Instructions to follow: Rewrite all of the lines below, replacing every occurrence of "set a point" with "place a marker" and leaving everything else unchanged.

— START OF Records for this task —

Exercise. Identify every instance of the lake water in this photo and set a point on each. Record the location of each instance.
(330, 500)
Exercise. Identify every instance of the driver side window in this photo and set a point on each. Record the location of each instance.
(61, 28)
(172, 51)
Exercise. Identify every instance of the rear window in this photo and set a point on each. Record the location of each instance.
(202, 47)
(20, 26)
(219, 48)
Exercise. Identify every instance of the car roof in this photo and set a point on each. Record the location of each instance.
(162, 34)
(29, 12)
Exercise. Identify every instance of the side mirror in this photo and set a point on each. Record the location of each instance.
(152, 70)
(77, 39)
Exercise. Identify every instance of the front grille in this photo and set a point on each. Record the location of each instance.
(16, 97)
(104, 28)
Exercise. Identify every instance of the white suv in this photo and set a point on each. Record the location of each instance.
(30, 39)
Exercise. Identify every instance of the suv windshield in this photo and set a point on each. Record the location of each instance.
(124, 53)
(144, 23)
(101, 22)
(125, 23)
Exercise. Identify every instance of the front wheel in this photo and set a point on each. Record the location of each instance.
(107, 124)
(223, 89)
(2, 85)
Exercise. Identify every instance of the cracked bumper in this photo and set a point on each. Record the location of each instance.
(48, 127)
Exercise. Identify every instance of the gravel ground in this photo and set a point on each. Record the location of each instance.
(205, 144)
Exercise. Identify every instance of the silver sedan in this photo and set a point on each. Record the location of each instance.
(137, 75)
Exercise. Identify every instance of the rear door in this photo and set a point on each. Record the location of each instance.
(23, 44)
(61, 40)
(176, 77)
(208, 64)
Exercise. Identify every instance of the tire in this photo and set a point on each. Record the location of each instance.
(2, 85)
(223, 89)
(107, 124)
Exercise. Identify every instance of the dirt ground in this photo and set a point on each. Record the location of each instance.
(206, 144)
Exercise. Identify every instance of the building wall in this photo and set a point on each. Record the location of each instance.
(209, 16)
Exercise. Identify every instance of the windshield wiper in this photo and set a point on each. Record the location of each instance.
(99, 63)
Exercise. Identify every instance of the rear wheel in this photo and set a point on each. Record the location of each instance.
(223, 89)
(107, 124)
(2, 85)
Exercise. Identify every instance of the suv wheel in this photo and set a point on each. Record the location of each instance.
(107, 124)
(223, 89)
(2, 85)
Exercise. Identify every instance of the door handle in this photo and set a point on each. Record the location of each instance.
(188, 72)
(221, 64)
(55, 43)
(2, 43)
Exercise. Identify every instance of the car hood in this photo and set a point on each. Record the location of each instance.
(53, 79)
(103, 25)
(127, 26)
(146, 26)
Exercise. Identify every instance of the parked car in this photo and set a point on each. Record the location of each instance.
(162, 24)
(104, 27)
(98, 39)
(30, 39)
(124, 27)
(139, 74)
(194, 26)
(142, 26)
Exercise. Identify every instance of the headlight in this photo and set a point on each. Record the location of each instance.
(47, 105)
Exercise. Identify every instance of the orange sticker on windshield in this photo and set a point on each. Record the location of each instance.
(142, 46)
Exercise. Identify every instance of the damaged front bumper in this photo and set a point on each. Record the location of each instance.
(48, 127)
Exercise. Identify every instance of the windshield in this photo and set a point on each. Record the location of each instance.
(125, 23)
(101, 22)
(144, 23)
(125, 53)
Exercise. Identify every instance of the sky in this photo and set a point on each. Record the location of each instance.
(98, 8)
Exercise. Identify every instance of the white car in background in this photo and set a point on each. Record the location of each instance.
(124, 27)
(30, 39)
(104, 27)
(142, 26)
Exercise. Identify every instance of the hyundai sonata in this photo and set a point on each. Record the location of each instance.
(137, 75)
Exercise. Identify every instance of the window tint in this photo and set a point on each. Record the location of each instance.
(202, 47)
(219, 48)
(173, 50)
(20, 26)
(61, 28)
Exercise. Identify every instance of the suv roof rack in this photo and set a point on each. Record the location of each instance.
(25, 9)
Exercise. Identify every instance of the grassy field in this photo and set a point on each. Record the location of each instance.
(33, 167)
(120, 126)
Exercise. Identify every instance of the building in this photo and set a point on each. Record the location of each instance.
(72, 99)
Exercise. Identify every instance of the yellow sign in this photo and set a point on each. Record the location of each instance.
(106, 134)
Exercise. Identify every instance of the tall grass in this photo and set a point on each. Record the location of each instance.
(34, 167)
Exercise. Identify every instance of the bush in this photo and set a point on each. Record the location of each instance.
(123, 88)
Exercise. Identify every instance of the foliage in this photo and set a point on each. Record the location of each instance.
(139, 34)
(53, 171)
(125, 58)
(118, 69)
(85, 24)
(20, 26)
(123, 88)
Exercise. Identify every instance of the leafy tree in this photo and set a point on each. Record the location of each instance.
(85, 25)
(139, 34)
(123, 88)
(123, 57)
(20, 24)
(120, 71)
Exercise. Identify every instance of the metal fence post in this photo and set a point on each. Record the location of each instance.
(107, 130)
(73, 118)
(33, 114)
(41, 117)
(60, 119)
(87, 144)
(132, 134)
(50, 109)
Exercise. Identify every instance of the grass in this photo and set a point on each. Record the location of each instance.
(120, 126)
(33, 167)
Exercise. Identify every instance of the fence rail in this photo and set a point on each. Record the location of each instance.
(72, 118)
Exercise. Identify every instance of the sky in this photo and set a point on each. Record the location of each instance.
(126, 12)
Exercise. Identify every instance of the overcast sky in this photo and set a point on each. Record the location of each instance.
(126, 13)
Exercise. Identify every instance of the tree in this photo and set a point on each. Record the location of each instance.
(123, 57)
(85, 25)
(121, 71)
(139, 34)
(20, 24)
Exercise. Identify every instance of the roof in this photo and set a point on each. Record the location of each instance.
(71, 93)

— END OF Records for this task —

Solution below:
Exercise. Identify every instance of the lake water in this photo and place a marker on each. Record the location of each instance.
(330, 500)
Exercise. Identify every instance of the driver side window in this photo and place a marker on each. Record the location of each instance.
(61, 28)
(172, 51)
Exercise. Identify every instance of the rear window in this photo and place a marker on each. Record the location of each instance.
(202, 47)
(20, 26)
(219, 48)
Exercise. Identify every instance of the car roof in this photo and place a marker on each. Record the location of each instance.
(162, 34)
(29, 12)
Exercise. Identify every instance of the side mirror in this photo and place a marker on each. Record the location of each instance.
(152, 70)
(77, 39)
Exercise. Identify every instance of the front grille in this photo and place a marker on each. Record the location of each instance.
(16, 97)
(104, 28)
Exercise. Identify every instance of the white suv in this photo and place a marker on each. Record the location of each instance.
(30, 39)
Exercise. Identify every instance of the suv windshield in this photo and place a marker on each. Record the location of each instance.
(124, 53)
(144, 23)
(101, 22)
(125, 23)
Exercise. Identify every instance of the front wheel in this photo and place a marker on each. Record the location of each instance.
(107, 124)
(223, 89)
(2, 85)
Exercise. Identify every instance of the cracked bumper in this photo and place a marker on each. Record the location of each instance.
(48, 127)
Exercise. Identify every instance of the gravel ground in this photo and place a marker on each. Record the location of each instance.
(205, 144)
Exercise. Identify every instance of the silver sedan in this photo and place a marker on each. Record the location of each instance.
(137, 75)
Exercise. Identify every instance of the rear door in this photo and place a marker on each. Record the location of each instance.
(23, 44)
(61, 40)
(176, 77)
(208, 64)
Exercise. Identify every instance of the tire in this photo and place a marker on each. Record the location of each instance.
(2, 85)
(223, 89)
(107, 124)
Exercise. Identify every instance of the dirt ground in this photo and place a marker on each. Record the location of each instance.
(206, 144)
Exercise. Identify every instance of the building wall in this photo and place a marker on each. Record the location of each instance.
(209, 16)
Exercise. Identify every instance of the windshield wiper in this photo and place a marker on each. Record the location of each instance.
(99, 63)
Exercise. Identify every instance of the rear wheel in this photo and place a marker on each. Record the location of each instance.
(223, 89)
(107, 124)
(2, 85)
Exercise. Identify every instance of the suv wheel in this photo and place a marker on each. Record the location of each instance.
(107, 124)
(223, 89)
(2, 85)
Exercise. Identify every instance of the door handle in this photo and place a marker on each. Record the location of each instance.
(188, 72)
(221, 64)
(55, 43)
(2, 43)
Exercise. Identify every instance of the car hood in this photo and place a marker on each. Record the location of each instance.
(53, 79)
(103, 25)
(127, 26)
(146, 26)
Exercise. Identify every instance of the parked car in this photo and place a marker on each. Record the location of each instance.
(162, 24)
(104, 27)
(98, 39)
(30, 39)
(124, 27)
(139, 74)
(194, 26)
(142, 26)
Exercise. Identify every instance of the headlight in this photo and place a marker on each. Record the location of each instance.
(47, 105)
Exercise. Identify every instance of the orange sticker on windshield in this photo and place a marker on each. Record the location of each instance.
(142, 46)
Exercise. Identify every instance of the damaged front bumper in this photo and place a marker on each. Record the location of each instance.
(48, 127)
Exercise. Identify every instance of the windshield in this photo and place a marker on each. Record the location of each instance.
(125, 23)
(101, 22)
(144, 23)
(125, 53)
Exercise. Identify every instance of the sky in this photo and place a marker on each. Record the location of each instance.
(98, 8)
Exercise. Identify every instance of the white car in background in this photo and place a marker on each. Record the location of each instance.
(124, 27)
(30, 39)
(104, 27)
(142, 26)
Exercise. Identify every instance of the hyundai sonata in this photo and place a marker on each. Record the location of each instance.
(137, 75)
Exercise. Identify every instance of the window tint in this photo and place a marker on each. Record the location of each instance.
(202, 47)
(219, 48)
(173, 50)
(20, 26)
(61, 28)
Exercise. Identify every instance of the suv roof rack in this photo and place a marker on each. Record the location of each instance.
(25, 9)
Exercise. Identify every instance of the grassy field in this photo and place a marker on each. Record the location of each instance.
(33, 167)
(120, 126)
Exercise. Identify every instance of the building in this photo and place a marker on each. Record the location of each instance.
(72, 99)
Exercise. Identify every instance of the yellow sign in this photo and place a marker on each. Record the location of each instance.
(106, 134)
Exercise. Identify every instance of the tall grass in this photo and place a marker on each. Record the location of each instance.
(34, 167)
Exercise. Identify every instance of the bush in this photo and place a marker on each. Record the location of each instance.
(123, 88)
Exercise. Identify every instance of the foliage in this photo and place a marker on each. Record the location of each instance.
(139, 34)
(53, 171)
(125, 58)
(118, 69)
(85, 24)
(20, 26)
(123, 88)
Exercise. Identify every instance of the leafy tree in this photo and place a marker on each. Record the location of each instance.
(85, 25)
(139, 34)
(123, 88)
(123, 57)
(20, 24)
(120, 71)
Exercise. Identify every instance of the metal fence post in this photo and place a marker on each. Record the location of each instance.
(107, 130)
(73, 118)
(33, 114)
(41, 117)
(60, 119)
(87, 144)
(132, 134)
(50, 109)
Exercise. Identify every instance of the grass in this photo and place a marker on each. Record the location of each instance.
(120, 126)
(33, 167)
Exercise. Identify every instance of the fence rail in this photo and place a marker on each. Record the location of each instance.
(72, 118)
Exercise. Identify every instance of the sky in this photo and place a marker on each. Record the location of each instance.
(126, 12)
Exercise. Identify every instance of the overcast sky in this photo and place a marker on each. Record the location of each instance.
(126, 13)
Exercise. Identify every instance of the tree in this photo and place a marker on each. Record the location of each instance.
(123, 57)
(85, 25)
(121, 71)
(139, 34)
(20, 24)
Exercise. Identify every instance of the roof in this photo and place a marker on each. Record the location of each instance.
(71, 93)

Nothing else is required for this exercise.